Return each line of the items that contains the string "tile", reproducing every such line in full.

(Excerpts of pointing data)
──────
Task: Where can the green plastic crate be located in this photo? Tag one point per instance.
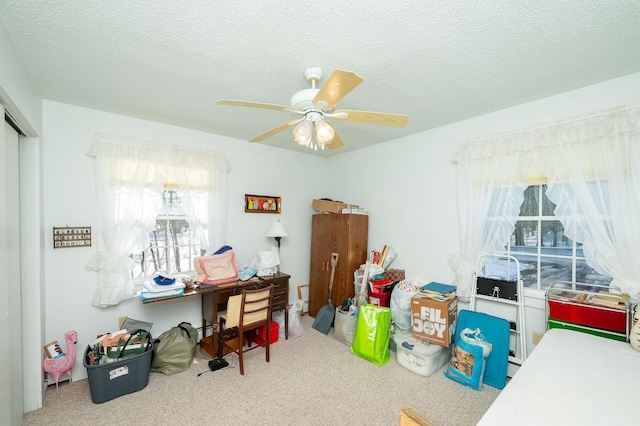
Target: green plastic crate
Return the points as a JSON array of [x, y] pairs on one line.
[[595, 332]]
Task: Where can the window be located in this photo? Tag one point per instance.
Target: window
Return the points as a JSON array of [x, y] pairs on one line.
[[545, 254], [172, 245]]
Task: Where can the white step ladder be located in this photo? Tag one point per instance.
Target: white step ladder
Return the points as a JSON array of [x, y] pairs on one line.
[[498, 290]]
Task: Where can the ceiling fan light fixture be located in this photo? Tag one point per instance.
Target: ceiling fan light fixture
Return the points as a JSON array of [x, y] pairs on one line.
[[324, 132], [302, 133]]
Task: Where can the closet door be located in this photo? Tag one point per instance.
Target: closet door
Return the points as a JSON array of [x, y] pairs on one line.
[[335, 233], [10, 303]]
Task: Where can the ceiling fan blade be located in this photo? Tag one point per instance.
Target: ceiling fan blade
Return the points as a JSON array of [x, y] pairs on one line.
[[337, 86], [336, 142], [275, 130], [368, 117], [254, 104]]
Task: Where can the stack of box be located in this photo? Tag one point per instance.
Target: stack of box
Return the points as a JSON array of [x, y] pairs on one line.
[[433, 314]]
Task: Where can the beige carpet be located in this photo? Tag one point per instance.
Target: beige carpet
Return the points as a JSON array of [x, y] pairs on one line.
[[312, 380]]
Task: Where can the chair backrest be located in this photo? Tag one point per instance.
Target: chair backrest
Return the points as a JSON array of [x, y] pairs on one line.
[[252, 306]]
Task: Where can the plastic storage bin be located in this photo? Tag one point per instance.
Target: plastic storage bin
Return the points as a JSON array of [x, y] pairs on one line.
[[422, 358], [114, 379], [586, 314]]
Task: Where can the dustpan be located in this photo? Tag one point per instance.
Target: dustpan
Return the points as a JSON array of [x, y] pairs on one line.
[[325, 316]]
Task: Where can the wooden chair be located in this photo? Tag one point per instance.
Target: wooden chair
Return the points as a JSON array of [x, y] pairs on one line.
[[246, 312]]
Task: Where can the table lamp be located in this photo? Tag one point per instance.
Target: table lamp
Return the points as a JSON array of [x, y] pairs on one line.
[[277, 231]]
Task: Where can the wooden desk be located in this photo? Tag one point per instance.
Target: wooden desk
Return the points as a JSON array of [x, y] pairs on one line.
[[214, 300]]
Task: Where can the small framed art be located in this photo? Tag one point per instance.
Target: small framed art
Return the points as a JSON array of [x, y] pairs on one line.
[[65, 237], [262, 204]]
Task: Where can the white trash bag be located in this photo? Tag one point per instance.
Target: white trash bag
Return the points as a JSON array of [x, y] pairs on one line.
[[295, 323]]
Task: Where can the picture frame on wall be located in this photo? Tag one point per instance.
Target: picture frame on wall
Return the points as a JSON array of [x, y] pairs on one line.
[[262, 203]]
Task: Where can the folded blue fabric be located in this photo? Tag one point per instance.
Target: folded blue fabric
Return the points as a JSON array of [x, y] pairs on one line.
[[160, 280], [223, 249]]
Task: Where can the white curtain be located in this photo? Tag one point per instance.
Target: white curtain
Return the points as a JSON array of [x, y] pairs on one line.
[[130, 176], [490, 192], [590, 164], [593, 167]]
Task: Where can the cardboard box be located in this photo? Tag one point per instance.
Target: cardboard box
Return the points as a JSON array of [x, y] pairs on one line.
[[434, 321], [329, 206]]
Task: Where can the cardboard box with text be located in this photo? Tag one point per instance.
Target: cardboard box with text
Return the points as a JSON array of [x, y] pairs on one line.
[[434, 321]]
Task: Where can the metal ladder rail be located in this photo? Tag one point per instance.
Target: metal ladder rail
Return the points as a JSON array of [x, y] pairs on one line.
[[518, 305]]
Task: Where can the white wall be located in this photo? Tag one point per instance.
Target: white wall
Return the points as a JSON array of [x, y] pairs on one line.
[[409, 185], [17, 93], [69, 200]]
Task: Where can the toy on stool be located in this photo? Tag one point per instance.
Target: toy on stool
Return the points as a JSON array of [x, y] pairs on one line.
[[63, 365]]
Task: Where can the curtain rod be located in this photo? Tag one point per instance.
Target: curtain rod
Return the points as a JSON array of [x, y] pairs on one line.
[[587, 116], [116, 138]]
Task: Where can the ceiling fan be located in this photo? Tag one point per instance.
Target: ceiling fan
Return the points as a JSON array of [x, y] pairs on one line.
[[316, 105]]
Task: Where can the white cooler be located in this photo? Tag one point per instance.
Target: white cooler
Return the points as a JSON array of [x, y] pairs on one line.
[[422, 358]]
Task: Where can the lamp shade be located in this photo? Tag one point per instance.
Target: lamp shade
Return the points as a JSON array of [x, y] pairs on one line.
[[277, 230]]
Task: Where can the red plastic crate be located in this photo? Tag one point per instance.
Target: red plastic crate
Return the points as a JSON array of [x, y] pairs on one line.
[[589, 315], [379, 299], [273, 336]]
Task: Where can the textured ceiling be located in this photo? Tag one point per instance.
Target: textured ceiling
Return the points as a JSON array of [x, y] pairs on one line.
[[437, 61]]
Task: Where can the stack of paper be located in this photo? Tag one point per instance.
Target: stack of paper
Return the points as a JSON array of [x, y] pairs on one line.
[[152, 290], [438, 291]]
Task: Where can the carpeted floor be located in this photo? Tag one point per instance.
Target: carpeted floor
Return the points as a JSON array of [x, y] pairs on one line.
[[311, 380]]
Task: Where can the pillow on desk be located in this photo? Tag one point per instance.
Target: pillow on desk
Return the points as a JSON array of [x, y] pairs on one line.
[[216, 269]]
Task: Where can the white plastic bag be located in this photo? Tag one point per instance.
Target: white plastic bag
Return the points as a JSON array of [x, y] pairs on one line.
[[279, 318], [401, 304], [344, 327], [295, 324]]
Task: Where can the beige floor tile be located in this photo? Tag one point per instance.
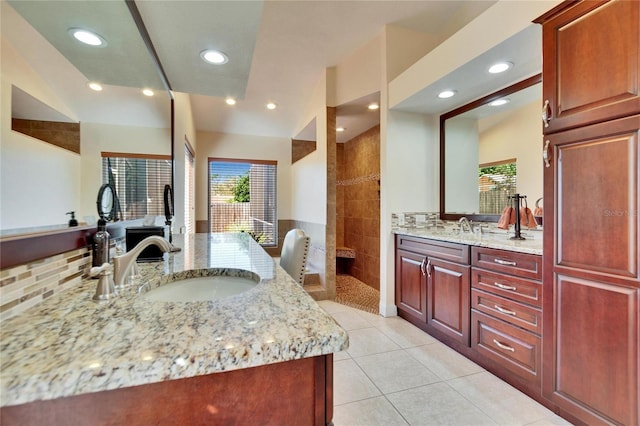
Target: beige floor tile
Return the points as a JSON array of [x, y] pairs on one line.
[[350, 383], [369, 341], [369, 412], [444, 361], [437, 404], [500, 401], [350, 320], [331, 306], [395, 371], [339, 356], [405, 334]]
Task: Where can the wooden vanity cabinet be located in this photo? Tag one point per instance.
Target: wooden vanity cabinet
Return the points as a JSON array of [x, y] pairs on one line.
[[591, 359], [506, 314], [591, 70], [432, 287]]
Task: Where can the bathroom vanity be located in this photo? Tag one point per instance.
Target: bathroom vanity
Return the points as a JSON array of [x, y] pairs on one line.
[[262, 354], [481, 294]]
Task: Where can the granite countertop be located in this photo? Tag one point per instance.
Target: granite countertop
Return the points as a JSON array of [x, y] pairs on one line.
[[495, 238], [68, 345]]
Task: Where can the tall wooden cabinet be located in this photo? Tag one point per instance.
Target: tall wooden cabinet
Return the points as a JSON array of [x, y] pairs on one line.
[[591, 281]]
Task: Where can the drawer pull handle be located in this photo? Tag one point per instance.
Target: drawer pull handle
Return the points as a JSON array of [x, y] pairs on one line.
[[504, 311], [505, 262], [503, 346], [505, 287]]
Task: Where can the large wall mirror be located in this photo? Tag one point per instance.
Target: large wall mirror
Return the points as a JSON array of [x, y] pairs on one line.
[[489, 150]]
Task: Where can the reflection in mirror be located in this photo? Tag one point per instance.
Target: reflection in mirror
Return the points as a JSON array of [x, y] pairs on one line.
[[34, 118], [489, 152], [106, 203]]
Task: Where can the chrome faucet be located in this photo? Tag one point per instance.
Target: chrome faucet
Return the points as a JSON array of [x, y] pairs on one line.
[[465, 224], [122, 264]]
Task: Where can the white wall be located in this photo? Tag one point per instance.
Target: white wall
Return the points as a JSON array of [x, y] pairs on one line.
[[39, 182], [309, 175], [461, 166], [516, 134], [226, 145], [184, 128]]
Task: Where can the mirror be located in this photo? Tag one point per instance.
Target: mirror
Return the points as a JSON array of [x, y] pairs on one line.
[[489, 152], [106, 203]]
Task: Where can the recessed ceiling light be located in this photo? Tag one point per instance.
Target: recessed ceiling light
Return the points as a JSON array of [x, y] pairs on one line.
[[214, 57], [500, 67], [94, 86], [87, 37], [446, 94], [499, 102]]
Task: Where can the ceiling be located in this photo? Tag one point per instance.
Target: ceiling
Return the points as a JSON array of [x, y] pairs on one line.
[[277, 52]]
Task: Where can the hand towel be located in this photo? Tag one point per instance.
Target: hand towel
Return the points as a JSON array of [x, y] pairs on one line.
[[532, 223]]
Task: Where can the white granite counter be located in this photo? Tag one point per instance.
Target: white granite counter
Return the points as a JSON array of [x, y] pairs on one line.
[[497, 239], [69, 345]]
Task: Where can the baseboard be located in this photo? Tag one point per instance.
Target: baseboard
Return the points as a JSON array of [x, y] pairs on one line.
[[388, 310]]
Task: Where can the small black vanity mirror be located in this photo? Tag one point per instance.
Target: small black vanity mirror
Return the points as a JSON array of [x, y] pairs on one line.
[[106, 203]]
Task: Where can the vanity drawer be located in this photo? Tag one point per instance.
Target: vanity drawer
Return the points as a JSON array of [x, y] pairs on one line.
[[452, 252], [519, 289], [512, 312], [510, 262], [510, 347]]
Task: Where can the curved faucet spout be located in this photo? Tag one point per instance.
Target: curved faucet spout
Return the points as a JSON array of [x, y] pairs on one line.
[[122, 264]]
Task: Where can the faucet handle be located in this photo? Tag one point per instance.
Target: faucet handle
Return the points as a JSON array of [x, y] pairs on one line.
[[105, 290]]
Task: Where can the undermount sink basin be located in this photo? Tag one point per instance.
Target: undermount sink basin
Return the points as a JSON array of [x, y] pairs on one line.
[[202, 285]]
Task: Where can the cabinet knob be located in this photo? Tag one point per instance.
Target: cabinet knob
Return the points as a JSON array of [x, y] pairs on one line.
[[505, 262], [546, 113], [503, 346], [545, 154], [504, 287], [504, 311]]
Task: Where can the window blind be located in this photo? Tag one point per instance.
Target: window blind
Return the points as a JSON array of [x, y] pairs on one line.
[[189, 189], [139, 181], [242, 197], [496, 183]]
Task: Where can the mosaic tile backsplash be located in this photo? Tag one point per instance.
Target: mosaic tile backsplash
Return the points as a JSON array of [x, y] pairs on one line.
[[24, 286]]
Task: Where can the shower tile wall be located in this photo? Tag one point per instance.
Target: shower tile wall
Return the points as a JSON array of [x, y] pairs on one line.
[[358, 205]]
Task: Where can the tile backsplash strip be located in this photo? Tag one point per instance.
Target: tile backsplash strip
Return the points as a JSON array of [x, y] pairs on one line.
[[24, 286], [412, 220]]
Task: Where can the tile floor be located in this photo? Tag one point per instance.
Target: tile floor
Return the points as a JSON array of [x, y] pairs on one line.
[[395, 374]]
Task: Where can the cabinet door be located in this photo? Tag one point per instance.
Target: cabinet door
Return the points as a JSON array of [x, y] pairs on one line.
[[411, 284], [448, 299], [591, 63], [591, 273]]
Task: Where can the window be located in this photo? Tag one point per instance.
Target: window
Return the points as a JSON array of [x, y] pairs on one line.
[[242, 197], [139, 181], [497, 182], [189, 178]]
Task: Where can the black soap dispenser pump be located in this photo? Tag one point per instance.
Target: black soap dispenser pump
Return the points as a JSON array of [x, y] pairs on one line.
[[73, 221], [101, 244]]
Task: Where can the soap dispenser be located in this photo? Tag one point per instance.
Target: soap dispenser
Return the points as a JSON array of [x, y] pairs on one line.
[[101, 244], [73, 221]]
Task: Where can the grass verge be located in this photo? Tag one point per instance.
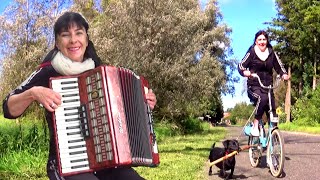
──────
§ **Correct response**
Task: Where can the beige floor tile be located in this photo? Tag one point per instance.
Target: beige floor tile
Task: Where can the mosaic tile backsplash be located in this photo? Tag one point per instance.
Target: mosaic tile backsplash
Task: Where can the shower tile wall be located in this photo? Tag one point per instance.
Target: shower tile wall
Task: Where can the tile backsplash strip be located in this photo? Tag one point per instance.
Target: tile backsplash strip
Task: Where can the tile floor be located in this photo? Tag one point per instance.
Target: tile floor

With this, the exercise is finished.